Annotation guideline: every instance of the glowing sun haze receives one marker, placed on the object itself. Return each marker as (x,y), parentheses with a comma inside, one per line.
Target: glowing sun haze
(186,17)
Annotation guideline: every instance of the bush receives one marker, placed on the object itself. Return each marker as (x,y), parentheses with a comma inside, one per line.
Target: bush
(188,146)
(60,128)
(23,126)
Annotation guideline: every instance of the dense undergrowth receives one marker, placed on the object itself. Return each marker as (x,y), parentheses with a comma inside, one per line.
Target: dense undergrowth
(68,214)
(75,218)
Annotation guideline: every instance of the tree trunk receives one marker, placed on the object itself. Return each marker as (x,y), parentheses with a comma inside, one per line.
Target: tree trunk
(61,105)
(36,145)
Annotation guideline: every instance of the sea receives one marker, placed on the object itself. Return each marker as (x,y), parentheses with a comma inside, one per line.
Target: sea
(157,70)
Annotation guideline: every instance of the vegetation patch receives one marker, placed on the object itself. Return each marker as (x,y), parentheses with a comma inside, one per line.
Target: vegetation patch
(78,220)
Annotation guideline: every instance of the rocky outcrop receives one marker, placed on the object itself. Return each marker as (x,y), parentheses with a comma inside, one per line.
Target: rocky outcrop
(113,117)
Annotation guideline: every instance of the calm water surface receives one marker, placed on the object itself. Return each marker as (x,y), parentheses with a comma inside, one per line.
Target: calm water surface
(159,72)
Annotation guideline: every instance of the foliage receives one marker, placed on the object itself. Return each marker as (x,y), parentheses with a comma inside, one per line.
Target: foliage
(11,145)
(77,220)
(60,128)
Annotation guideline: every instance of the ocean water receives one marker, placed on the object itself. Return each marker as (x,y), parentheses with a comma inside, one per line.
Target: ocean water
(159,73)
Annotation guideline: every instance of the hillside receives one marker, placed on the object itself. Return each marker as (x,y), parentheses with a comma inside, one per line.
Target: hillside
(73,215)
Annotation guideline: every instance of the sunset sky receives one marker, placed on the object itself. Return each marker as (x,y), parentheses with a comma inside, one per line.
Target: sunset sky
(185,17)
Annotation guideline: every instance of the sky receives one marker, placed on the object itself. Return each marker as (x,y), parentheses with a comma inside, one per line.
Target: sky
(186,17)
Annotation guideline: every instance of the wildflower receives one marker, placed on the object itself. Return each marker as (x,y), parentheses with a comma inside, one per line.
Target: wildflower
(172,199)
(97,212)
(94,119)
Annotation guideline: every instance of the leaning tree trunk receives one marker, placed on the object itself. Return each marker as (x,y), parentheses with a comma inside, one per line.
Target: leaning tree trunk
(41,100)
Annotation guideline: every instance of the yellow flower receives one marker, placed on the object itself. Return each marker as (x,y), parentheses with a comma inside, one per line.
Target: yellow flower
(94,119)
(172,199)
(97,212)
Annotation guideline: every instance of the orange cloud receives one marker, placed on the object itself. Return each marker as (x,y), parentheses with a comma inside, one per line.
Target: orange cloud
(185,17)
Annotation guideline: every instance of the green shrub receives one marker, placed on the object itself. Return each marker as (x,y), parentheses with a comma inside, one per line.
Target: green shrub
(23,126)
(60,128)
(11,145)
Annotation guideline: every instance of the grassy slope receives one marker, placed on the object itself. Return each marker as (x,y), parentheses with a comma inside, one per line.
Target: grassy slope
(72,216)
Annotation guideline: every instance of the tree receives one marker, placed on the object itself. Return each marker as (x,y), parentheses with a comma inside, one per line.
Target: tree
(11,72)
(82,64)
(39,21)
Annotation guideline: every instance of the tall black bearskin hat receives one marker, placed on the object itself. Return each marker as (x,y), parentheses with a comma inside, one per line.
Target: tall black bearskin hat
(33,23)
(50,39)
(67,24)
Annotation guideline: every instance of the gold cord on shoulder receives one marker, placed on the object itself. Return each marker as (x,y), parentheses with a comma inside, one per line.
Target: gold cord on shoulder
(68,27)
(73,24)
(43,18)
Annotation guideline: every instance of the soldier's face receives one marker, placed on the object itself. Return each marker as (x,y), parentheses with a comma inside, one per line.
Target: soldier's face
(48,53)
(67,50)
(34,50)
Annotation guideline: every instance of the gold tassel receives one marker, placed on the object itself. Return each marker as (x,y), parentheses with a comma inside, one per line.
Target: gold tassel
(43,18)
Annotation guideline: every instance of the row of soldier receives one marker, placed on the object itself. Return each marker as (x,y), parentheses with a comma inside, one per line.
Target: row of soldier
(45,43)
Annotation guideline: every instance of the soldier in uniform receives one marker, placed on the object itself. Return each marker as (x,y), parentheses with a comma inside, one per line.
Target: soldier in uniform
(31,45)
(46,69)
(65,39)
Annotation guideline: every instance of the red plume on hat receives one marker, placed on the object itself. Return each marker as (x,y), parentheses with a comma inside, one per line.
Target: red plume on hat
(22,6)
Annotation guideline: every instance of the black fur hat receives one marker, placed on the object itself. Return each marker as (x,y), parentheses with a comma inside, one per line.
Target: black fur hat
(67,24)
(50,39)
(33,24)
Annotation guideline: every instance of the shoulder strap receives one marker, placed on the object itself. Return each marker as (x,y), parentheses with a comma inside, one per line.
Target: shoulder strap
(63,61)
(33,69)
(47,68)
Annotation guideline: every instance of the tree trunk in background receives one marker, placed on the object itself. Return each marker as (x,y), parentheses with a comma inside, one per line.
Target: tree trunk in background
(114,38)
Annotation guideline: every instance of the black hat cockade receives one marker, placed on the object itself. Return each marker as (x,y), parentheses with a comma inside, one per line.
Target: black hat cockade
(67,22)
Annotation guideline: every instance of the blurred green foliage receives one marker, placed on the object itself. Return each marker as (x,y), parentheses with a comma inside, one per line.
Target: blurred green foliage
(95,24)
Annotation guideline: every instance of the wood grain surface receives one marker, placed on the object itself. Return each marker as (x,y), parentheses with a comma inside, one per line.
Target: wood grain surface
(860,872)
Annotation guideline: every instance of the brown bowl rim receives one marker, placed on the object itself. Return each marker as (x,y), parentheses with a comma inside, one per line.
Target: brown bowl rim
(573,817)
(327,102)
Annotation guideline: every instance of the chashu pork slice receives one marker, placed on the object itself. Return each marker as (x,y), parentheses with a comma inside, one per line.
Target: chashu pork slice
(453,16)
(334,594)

Required work :: Write out again, unchanged, every line from the line containing "Annotation guideline: every instance of the blurred" to the final line of the material above.

Reply to the exercise ::
Annotation guideline: every instance of the blurred green foliage receives one marker, placed on the object itself. Return each marker as (x,y), parentheses with a comma inside, one per line.
Target: blurred green foliage
(95,24)
Annotation guideline: every instance of the wood grain surface receives one marker, placed on the object itself. Return each marker as (x,y), parentheses with a comma inside, one per line.
Target: wood grain surface
(860,872)
Annotation guideline: every instance of the brown bowl rim receives one marker, placed on the object itself. Return each marker as (x,y), parentheses with a comma inside, one per line.
Target: brown bowl rim
(573,817)
(327,102)
Annotation guideline: every instance of the chashu pork slice receives one marker, placed on the object itself. Return each marker as (x,y), parentheses with a comma inside, one per line.
Target: chashu pork slice
(453,16)
(334,594)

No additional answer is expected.